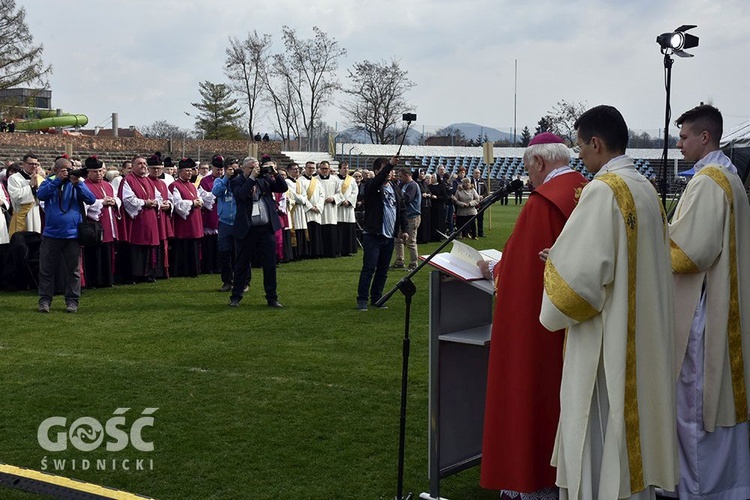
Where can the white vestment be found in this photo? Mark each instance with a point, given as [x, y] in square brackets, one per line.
[4, 207]
[23, 200]
[330, 189]
[314, 194]
[348, 191]
[710, 238]
[298, 203]
[607, 280]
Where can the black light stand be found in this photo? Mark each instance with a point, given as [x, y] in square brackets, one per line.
[407, 288]
[668, 61]
[671, 43]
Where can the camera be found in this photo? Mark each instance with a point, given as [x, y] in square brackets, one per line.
[267, 169]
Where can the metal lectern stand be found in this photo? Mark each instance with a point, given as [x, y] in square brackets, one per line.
[460, 330]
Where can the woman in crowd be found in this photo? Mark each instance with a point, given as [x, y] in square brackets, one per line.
[466, 199]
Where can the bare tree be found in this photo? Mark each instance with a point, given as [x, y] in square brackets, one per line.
[285, 108]
[309, 66]
[20, 60]
[376, 94]
[562, 117]
[246, 66]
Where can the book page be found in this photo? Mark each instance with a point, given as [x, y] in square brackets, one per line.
[464, 252]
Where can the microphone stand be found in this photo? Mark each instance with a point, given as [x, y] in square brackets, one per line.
[668, 61]
[407, 288]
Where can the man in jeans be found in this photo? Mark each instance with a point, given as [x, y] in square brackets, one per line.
[385, 219]
[255, 224]
[413, 203]
[64, 196]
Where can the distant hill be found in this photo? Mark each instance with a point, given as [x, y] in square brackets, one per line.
[470, 131]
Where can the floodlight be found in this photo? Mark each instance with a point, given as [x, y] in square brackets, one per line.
[677, 41]
[672, 43]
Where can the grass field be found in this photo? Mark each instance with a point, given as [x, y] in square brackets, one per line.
[253, 403]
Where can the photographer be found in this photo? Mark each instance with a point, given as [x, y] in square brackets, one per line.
[226, 209]
[64, 196]
[255, 226]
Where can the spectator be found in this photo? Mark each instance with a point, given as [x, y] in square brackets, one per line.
[64, 196]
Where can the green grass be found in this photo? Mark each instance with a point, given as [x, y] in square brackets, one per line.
[301, 402]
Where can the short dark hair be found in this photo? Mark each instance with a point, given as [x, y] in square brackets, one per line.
[704, 117]
[379, 163]
[607, 124]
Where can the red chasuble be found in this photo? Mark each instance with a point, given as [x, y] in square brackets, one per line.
[100, 190]
[143, 229]
[523, 384]
[192, 227]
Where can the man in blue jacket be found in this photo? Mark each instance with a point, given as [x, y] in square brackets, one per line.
[255, 226]
[385, 220]
[63, 196]
[227, 208]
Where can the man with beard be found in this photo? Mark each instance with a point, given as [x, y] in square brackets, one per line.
[98, 260]
[142, 204]
[188, 223]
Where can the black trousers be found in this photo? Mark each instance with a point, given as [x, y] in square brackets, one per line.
[260, 245]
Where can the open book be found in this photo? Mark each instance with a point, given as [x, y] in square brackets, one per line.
[461, 261]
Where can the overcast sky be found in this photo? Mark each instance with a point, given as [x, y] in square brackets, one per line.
[143, 59]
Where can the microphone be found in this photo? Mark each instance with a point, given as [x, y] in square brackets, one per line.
[502, 191]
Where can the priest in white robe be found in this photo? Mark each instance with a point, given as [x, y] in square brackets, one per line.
[607, 280]
[329, 184]
[710, 240]
[314, 193]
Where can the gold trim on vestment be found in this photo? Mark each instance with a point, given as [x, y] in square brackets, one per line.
[734, 328]
[347, 182]
[626, 203]
[681, 263]
[311, 188]
[565, 299]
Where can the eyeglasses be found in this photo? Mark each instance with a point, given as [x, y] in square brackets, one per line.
[577, 147]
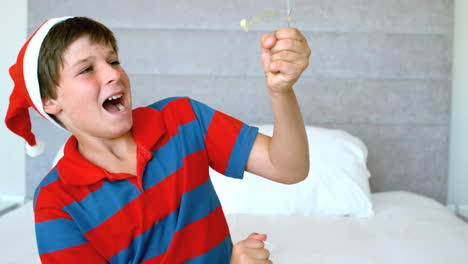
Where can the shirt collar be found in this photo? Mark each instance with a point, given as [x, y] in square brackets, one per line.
[148, 128]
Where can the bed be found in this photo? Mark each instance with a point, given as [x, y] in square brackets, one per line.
[406, 228]
[331, 217]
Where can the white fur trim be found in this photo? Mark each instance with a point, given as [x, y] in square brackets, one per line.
[34, 151]
[30, 61]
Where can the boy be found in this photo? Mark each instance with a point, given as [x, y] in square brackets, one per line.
[133, 185]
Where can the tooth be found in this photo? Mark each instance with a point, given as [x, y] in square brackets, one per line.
[120, 106]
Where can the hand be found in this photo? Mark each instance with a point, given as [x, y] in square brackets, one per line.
[251, 251]
[285, 55]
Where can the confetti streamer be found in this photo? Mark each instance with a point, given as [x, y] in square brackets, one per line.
[289, 12]
[246, 26]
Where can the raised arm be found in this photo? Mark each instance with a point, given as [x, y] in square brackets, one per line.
[284, 157]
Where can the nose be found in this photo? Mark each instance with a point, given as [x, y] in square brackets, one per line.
[111, 73]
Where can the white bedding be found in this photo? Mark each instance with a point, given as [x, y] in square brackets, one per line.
[406, 228]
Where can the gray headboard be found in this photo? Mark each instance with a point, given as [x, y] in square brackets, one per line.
[380, 70]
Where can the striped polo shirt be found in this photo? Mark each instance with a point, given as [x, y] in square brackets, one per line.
[168, 213]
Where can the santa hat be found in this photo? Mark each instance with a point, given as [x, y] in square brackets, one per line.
[26, 92]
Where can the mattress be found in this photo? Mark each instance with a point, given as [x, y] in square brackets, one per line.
[406, 228]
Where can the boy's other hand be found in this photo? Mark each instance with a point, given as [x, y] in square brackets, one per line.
[251, 251]
[285, 55]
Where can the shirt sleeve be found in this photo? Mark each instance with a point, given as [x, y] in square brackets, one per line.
[228, 140]
[60, 241]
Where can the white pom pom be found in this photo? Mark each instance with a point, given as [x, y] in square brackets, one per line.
[34, 151]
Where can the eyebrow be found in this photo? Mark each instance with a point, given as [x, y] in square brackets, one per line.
[110, 53]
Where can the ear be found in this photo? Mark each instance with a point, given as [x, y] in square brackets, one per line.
[51, 106]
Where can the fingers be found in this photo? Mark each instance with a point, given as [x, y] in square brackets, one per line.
[251, 250]
[258, 236]
[291, 44]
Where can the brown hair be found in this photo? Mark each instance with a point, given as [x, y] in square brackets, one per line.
[60, 36]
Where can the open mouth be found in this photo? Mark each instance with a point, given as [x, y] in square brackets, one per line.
[113, 104]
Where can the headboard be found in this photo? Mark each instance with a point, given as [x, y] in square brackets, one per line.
[380, 70]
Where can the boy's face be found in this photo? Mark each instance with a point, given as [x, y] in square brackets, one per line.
[93, 92]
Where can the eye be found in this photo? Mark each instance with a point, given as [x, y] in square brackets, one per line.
[86, 70]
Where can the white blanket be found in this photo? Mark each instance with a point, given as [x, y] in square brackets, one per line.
[406, 228]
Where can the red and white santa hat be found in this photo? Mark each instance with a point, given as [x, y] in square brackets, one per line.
[26, 92]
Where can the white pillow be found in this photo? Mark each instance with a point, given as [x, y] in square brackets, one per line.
[337, 185]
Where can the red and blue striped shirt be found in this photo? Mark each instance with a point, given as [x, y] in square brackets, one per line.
[168, 213]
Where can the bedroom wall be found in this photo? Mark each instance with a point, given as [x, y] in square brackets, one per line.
[13, 25]
[458, 165]
[380, 70]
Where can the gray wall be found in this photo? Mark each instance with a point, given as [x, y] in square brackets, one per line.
[379, 69]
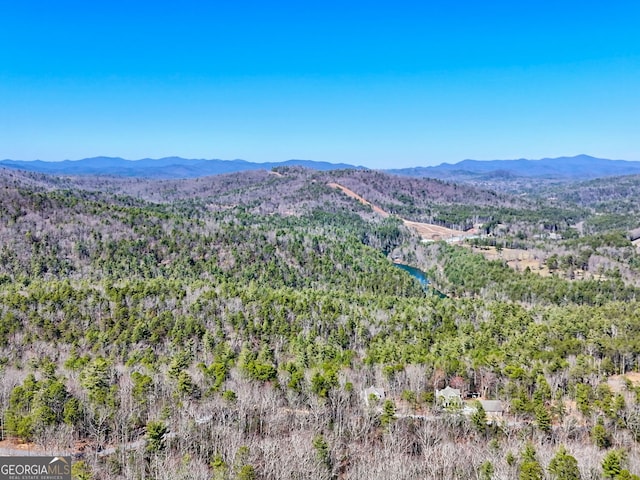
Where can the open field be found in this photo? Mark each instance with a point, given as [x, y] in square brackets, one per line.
[427, 231]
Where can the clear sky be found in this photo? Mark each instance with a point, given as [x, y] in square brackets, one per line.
[381, 84]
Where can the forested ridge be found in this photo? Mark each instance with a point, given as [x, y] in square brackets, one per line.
[227, 327]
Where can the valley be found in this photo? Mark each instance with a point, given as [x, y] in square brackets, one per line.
[253, 325]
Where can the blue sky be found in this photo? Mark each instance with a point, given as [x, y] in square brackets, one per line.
[379, 84]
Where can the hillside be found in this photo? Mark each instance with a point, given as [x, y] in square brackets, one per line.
[227, 327]
[580, 167]
[168, 167]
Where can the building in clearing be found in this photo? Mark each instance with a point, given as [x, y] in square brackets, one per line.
[372, 393]
[449, 397]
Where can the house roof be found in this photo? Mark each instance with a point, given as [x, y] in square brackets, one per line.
[378, 392]
[492, 406]
[448, 392]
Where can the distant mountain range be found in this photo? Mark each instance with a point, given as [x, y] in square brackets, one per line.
[168, 167]
[578, 167]
[570, 168]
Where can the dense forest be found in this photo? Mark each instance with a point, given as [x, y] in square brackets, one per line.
[231, 327]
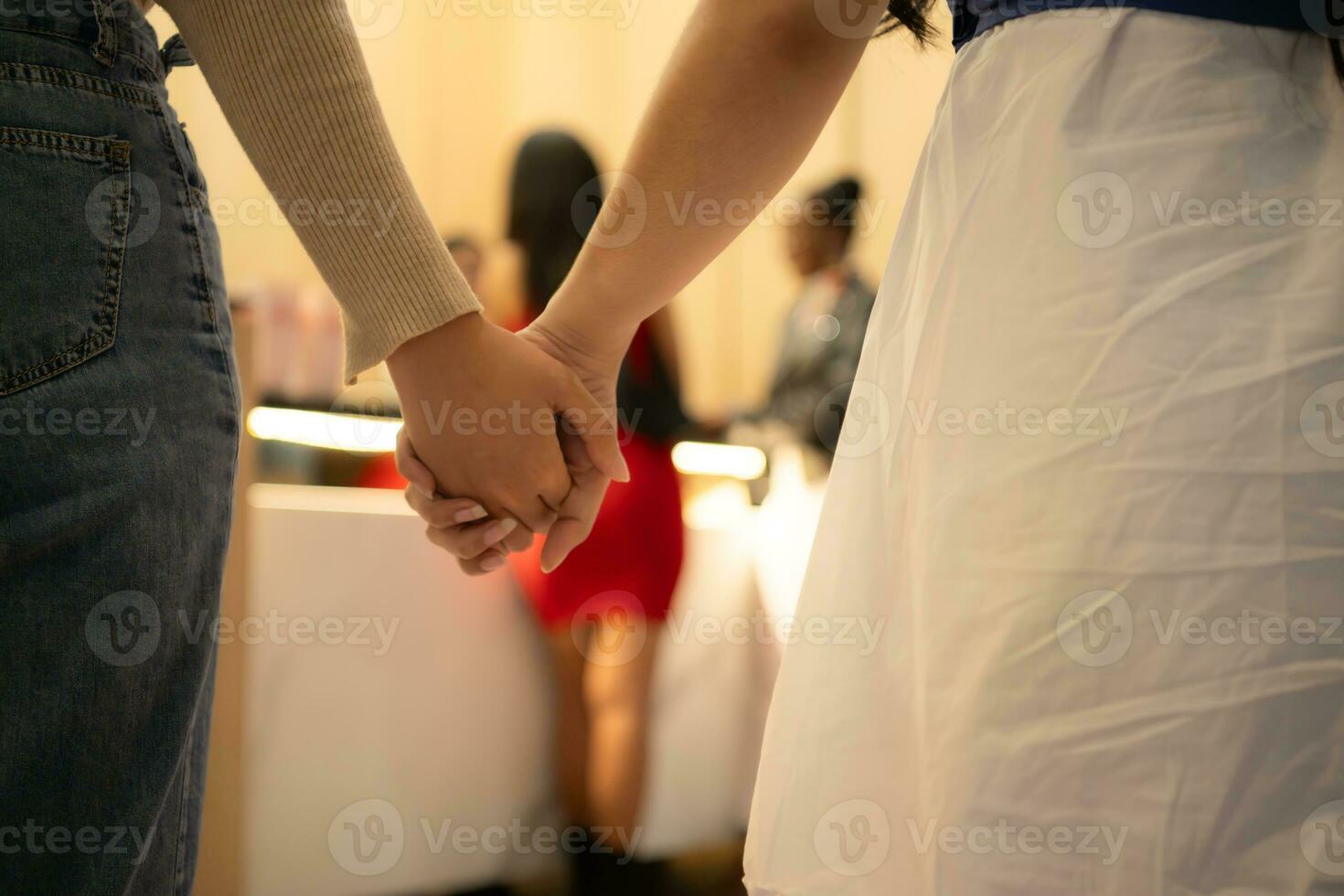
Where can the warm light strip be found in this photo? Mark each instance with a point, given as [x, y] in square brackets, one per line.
[317, 429]
[732, 461]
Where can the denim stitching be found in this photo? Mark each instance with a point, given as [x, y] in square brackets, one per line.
[77, 80]
[117, 154]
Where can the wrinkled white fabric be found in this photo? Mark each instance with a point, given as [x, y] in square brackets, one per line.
[1092, 488]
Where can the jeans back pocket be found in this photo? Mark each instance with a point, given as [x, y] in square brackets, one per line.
[65, 217]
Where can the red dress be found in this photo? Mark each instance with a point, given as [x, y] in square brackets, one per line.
[635, 554]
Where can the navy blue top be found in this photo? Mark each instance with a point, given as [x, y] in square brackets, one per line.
[972, 17]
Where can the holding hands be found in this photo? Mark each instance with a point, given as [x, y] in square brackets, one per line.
[508, 435]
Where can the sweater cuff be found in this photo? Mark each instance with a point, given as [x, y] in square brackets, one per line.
[371, 340]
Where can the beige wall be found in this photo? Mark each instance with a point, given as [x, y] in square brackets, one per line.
[461, 91]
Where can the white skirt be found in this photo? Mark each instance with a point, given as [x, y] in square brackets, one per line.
[1089, 500]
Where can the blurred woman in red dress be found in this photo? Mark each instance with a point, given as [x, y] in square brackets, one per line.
[603, 607]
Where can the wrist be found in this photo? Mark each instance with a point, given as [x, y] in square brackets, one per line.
[443, 343]
[588, 325]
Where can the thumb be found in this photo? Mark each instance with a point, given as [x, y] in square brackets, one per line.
[585, 417]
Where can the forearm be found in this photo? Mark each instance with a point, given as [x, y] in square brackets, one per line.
[743, 100]
[292, 80]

▬▬▬▬▬▬▬▬▬▬

*BRIEF:* Rewrite everything from the line containing "Where can the red dress" down to the last of the lines above, keeping each request line unchanged. Multiply every point coordinate in the answers by 0.8 and round it to a whole number, with halves rounded up.

*ANSWER TO THIS PROBLEM:*
Where can the red dress be found in this photo? Mark each instance with a point, given as [x, y] in square brackets, one per line.
[508, 443]
Where can the navy blue top be found in this photo? Mark each instance with a point, given as [x, y] in square brackets, one per line.
[778, 14]
Where can the holding hands be found in this photo? Mark each instance with a point, given as [x, y] in square brackets, one per line.
[406, 348]
Where can the sweater cuff be found in this photo? Mark each instance with a point, given as [x, y] in square brackets, one per line.
[297, 272]
Where can the beige wall be found in this photo? Mark each instance with a point, given as [x, y] in square brackets, one per line.
[369, 73]
Where can the white skirt be found in this photo? Mark each instance with a point, given as [x, y] in square brackets, one per line.
[871, 400]
Where can the blurred woman in red dress be found in this photo? Mark each instance with a point, given as [x, y] in square brackets, one per line.
[482, 486]
Where can the wrist be found in this photo? Mark each instance with a point, given as [x, y] in square brackets, one per line.
[354, 274]
[470, 260]
Where can the thumb be found in this photo? Mark each instance with a point, given as [x, y] in square brackets, one per line.
[468, 334]
Where can the forearm be found in this photo? Mark each instance with a point, given as [x, y] in square brackets, one per line.
[594, 80]
[234, 64]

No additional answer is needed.